Labeled-object pointing entries
• • • • • • •

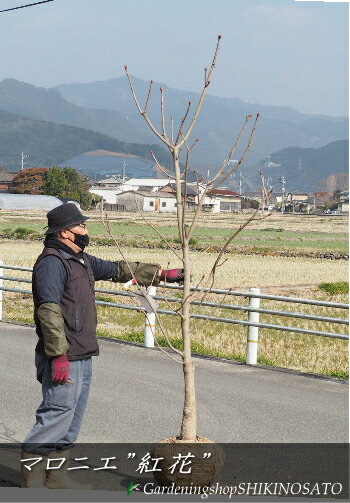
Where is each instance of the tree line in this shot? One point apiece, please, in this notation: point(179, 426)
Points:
point(54, 181)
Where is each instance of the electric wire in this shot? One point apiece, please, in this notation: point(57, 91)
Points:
point(28, 5)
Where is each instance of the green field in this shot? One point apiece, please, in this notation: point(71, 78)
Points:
point(263, 239)
point(296, 275)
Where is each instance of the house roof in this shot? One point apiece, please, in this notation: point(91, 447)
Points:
point(5, 176)
point(223, 192)
point(148, 194)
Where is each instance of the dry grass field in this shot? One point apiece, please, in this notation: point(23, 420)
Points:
point(288, 276)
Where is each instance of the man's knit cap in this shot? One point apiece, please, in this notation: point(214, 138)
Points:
point(63, 216)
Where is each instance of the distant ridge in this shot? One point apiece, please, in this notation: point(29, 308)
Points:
point(48, 143)
point(107, 107)
point(109, 153)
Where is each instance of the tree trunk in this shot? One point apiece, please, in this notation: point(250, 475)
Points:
point(189, 415)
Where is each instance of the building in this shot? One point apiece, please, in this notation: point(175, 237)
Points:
point(343, 205)
point(28, 202)
point(134, 200)
point(6, 180)
point(219, 200)
point(110, 187)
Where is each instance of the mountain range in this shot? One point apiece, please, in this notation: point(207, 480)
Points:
point(56, 125)
point(108, 107)
point(50, 143)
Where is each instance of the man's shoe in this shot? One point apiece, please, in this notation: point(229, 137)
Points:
point(36, 476)
point(60, 479)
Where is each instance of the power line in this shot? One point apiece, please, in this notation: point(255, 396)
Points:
point(28, 5)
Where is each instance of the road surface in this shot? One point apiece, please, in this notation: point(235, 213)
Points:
point(137, 396)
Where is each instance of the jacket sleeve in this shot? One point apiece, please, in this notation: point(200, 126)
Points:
point(49, 279)
point(146, 274)
point(52, 326)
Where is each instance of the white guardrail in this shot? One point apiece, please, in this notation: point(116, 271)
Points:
point(253, 310)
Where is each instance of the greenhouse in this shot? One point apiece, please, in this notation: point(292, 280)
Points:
point(28, 202)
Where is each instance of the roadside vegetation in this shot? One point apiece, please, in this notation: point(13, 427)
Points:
point(287, 276)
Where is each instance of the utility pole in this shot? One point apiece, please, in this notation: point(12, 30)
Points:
point(283, 182)
point(22, 163)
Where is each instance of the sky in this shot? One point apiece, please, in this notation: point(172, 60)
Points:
point(273, 52)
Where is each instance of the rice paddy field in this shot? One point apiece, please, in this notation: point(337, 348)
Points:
point(276, 255)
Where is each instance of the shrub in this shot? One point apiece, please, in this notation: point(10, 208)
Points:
point(192, 241)
point(22, 232)
point(335, 288)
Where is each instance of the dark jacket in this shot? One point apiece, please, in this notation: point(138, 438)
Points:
point(62, 278)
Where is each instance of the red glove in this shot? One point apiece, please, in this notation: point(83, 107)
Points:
point(172, 275)
point(60, 368)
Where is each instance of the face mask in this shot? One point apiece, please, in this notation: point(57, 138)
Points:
point(80, 240)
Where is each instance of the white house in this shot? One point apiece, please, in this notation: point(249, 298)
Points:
point(132, 200)
point(110, 187)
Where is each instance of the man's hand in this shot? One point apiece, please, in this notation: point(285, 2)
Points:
point(60, 368)
point(172, 276)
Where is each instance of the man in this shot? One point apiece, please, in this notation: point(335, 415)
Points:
point(65, 318)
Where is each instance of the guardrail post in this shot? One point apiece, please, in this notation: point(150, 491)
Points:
point(1, 274)
point(253, 332)
point(150, 322)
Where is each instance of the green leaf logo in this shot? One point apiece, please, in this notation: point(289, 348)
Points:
point(132, 487)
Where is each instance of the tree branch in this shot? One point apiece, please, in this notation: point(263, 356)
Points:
point(162, 111)
point(206, 85)
point(220, 182)
point(148, 96)
point(144, 114)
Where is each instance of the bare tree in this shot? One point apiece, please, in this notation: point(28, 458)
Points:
point(177, 142)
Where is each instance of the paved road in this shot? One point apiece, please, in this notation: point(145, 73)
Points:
point(136, 396)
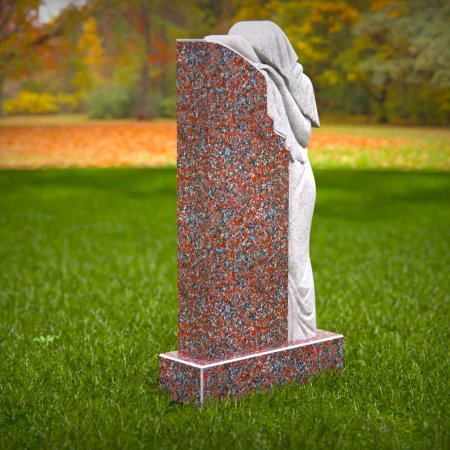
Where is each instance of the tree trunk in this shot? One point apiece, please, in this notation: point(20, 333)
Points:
point(382, 117)
point(2, 86)
point(143, 110)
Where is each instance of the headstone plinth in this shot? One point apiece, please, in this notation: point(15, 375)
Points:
point(233, 215)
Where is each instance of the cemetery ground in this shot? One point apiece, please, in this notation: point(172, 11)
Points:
point(88, 299)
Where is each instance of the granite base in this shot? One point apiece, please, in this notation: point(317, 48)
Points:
point(194, 381)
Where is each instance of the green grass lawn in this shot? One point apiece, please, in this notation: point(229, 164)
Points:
point(89, 256)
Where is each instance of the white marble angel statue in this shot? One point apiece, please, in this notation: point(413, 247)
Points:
point(292, 106)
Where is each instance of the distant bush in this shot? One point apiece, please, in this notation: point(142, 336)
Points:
point(109, 102)
point(33, 103)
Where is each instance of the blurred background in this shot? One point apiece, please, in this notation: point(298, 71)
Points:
point(69, 63)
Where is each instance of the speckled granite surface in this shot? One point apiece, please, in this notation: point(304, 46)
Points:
point(233, 194)
point(189, 381)
point(233, 216)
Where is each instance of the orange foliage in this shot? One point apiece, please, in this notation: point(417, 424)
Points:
point(153, 144)
point(150, 144)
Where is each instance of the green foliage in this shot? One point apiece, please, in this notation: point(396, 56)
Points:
point(34, 103)
point(90, 256)
point(109, 102)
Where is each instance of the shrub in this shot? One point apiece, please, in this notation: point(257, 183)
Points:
point(109, 102)
point(33, 103)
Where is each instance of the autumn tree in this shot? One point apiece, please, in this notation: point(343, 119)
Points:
point(23, 37)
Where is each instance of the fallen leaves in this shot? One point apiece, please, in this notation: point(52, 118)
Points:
point(149, 144)
point(153, 144)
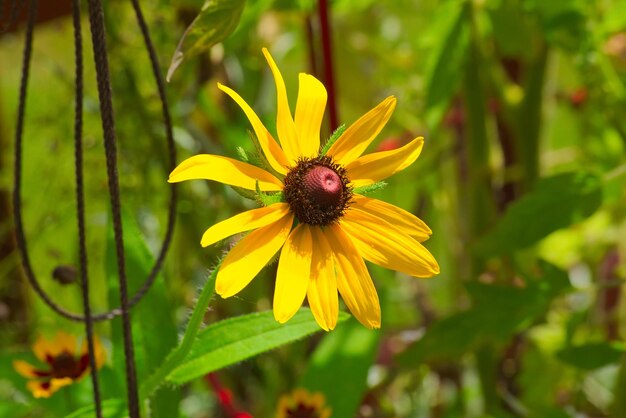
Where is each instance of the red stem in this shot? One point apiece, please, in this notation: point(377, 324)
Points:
point(329, 79)
point(225, 398)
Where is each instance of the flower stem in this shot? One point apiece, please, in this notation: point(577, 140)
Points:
point(173, 360)
point(327, 51)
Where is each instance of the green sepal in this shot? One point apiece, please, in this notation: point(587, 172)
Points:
point(248, 194)
point(243, 155)
point(267, 199)
point(333, 138)
point(370, 188)
point(259, 159)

• • • • • • •

■ PROBLEM TO WORK ON:
Put all of the records above into a two-column CSV with the headers "text" and "answer," with one row for each line of text and the points that answer it. Quote each field, turn line breaks into spaces, and leave the pictures out.

■ FINISHED ANSWER:
text,answer
"Where is each instance of the tree line in this shot? One point apiece, please, in this notation: point(179, 426) Points:","point(54, 181)"
"Where is each instance of the electric wire in this shot? One point apiece, please, in this notation: point(57, 91) Points:","point(28, 5)"
"Where is each instance of the green field in this shot? One point apiece, please, in this notation: point(71, 78) Points:","point(263, 239) point(296, 275)"
"Where is each instance of the house roof in this shot? One point apiece, please, in this notation: point(91, 447) Points:","point(5, 176) point(223, 192) point(148, 194)"
"Where is each instance of the dry grass field in this shot? One point apiece, please, in this notation: point(23, 420) Points:","point(288, 276)"
"Where is each instance of the man's knit cap in this shot? One point apiece, please, in this notation: point(214, 138) Points:","point(63, 216)"
"Where is each instance of the distant ridge in this shot? One point apiece, please, in this notation: point(29, 308) Points:","point(48, 143) point(107, 107) point(109, 153)"
"Where is each instance of the tree trunk in this shot? One point apiece, please, in this notation: point(250, 475) Points:","point(189, 415)"
"Where is each instance of the building in this shot? One point apiece, please, in this notation: point(175, 237) Points:","point(343, 205) point(28, 202) point(134, 200) point(6, 180) point(219, 200) point(110, 187)"
"Where is each instance of the mountain range in this shot? One point apiece, please, in this notation: point(207, 480) Points:","point(56, 125) point(108, 107) point(50, 143)"
"Where is each instance of the man's shoe in this shot? One point apiece, please, in this notation: point(229, 137) Points:","point(36, 476) point(60, 479)"
"Where is each instance of the power line in this shot? One point apiece, please, in this notation: point(255, 396) Points:","point(28, 5)"
"Where is each instance of the road surface in this shot? One point apiece, please, in this notation: point(235, 213) Points:","point(137, 396)"
"Where is each instance of the jacket sleeve in this shot? One point apiece, please, in this notation: point(200, 126) Points:","point(49, 279) point(146, 274) point(52, 326)"
"Where is each instance of the white guardrail in this shot? One point apiece, please, in this notation: point(116, 271) Points:","point(253, 310)"
"Where is each instance of the greenhouse in this shot? One point apiece, please, in this notation: point(292, 280) Points:","point(28, 202)"
"Where is each instance of the roadside vegetation in this shot? One point apiece, please, in this notation: point(13, 427) Points:","point(287, 276)"
"Where is each instance of the utility pole in this shot? One point apiece, please, in this notation: point(12, 30) Points:","point(283, 182) point(22, 163)"
"Where is each instance of the sky in this shot? One point apiece, please, in this notation: point(172, 60) Points:","point(273, 52)"
"Where is each instance of the rice paddy field in this shot? One point apiece, please, in this notation: point(337, 348) Points:","point(276, 255)"
"Where is each instance of the shrub in this shot? One point apiece, please, in this notation: point(10, 208) Points:","point(192, 241) point(22, 232) point(335, 288)"
"Where is each instance of the dark jacket in this shot? One point apiece, please, in this notation: point(138, 438) Points:","point(62, 278)"
"Where is each instance of the red glove in this shot? One point apiece, please, in this notation: point(83, 107) Points:","point(172, 275) point(60, 368)"
"Where is each instance of the face mask in this shot? One point apiece, please, in this notation: point(57, 138) Points:","point(80, 240)"
"Where is each instance of the white house in this shot? One point apiece, please, in this notation: point(249, 298) Points:","point(132, 200) point(110, 187)"
"Where is each instance of the man's hand in this shot? One point apiece, please, in this notation: point(285, 2) Points:","point(60, 368) point(172, 276)"
"Where is each instance of the man in this shot? One point apiece, please, in this notation: point(335, 415) Points:","point(65, 318)"
"Where is each instance of the guardrail post in this shot? One point apiece, please, in this notation: point(150, 491) Points:","point(1, 274) point(253, 332) point(150, 322)"
"Where is each instance of the green leaf logo in this shot? One point apiece, please, in this notation: point(289, 348) Points:","point(132, 487)"
"Where is each instance of the tree branch in this shot? One point apiece, please, in this notation: point(263, 356) Points:","point(162, 111) point(206, 85) point(220, 182) point(148, 96) point(144, 114)"
"Where is each instance of the bare tree in this shot? One point apiece, please, in this notation: point(28, 458) Points:","point(177, 142)"
"Where is each instance of the paved road in this shot? One point apiece, please, in this notation: point(145, 73) Points:","point(136, 396)"
"Where is each instance of the tree trunk in this shot? One point apiece, please, in this notation: point(20, 333) Points:","point(382, 117) point(2, 86) point(143, 110)"
"Where is each instance of the headstone plinth in this shot? One point apiece, please, in this notation: point(15, 375) Points:","point(233, 215)"
"Where is each instance of the cemetery ground in this shot? One point apiece, please, in this notation: point(172, 11) Points:","point(88, 299)"
"Where is each instance of the granite base in this shot? One point apiece, please, in this notation: point(317, 48) Points:","point(194, 381)"
"Where is each instance of the green grass lawn in this shot? One point apiece, please, in this notation: point(229, 164) Points:","point(89, 256)"
"Where is each instance of the white marble angel statue in this shot? One point apiece, please, in this notation: point(413, 247) Points:","point(292, 106)"
"Where is each instance of the distant bush in this shot? One point apiece, please, in this notation: point(142, 336) Points:","point(109, 102) point(33, 103)"
"Where is each instance of the blurred background in this shot? One point apiece, please, in this notation: point(298, 71) Points:","point(69, 63)"
"Where is each instance of the speckled granite surface in this shot? One point apiece, please, in this notation: point(304, 46) Points:","point(233, 194) point(189, 381) point(233, 216)"
"Where is each instance of the orange foliage in this shot? One point apiece, please, in this notation: point(417, 424) Points:","point(153, 144) point(150, 144)"
"Where is each instance of the green foliage in this shot? One point apiece, please, in this notation: point(396, 56) Points:","point(34, 103) point(90, 256) point(109, 102)"
"Where is each instance of the shrub in this shot? One point apiece, please, in this notation: point(257, 183) Points:","point(109, 102) point(33, 103)"
"Where is each instance of the autumn tree in this shot? One point apiece, please, in this notation: point(343, 119) Points:","point(23, 37)"
"Where is each instance of the fallen leaves in this shot? One point apiece, please, in this notation: point(52, 118) Points:","point(149, 144) point(153, 144)"
"Where is each instance of the red stem in this shot? One point apiece, please, in this notation: point(377, 324) Points:","point(329, 79) point(225, 398)"
"Where is each instance of the flower stem in this shot? One point apiece, please, in this notation: point(577, 140) Points:","point(173, 360) point(327, 51)"
"Where is each instance of the green sepal in this shot? One point apiece, please, in this notation: point(587, 172) Points:","point(248, 194) point(243, 155) point(267, 199) point(333, 138) point(370, 188) point(259, 159)"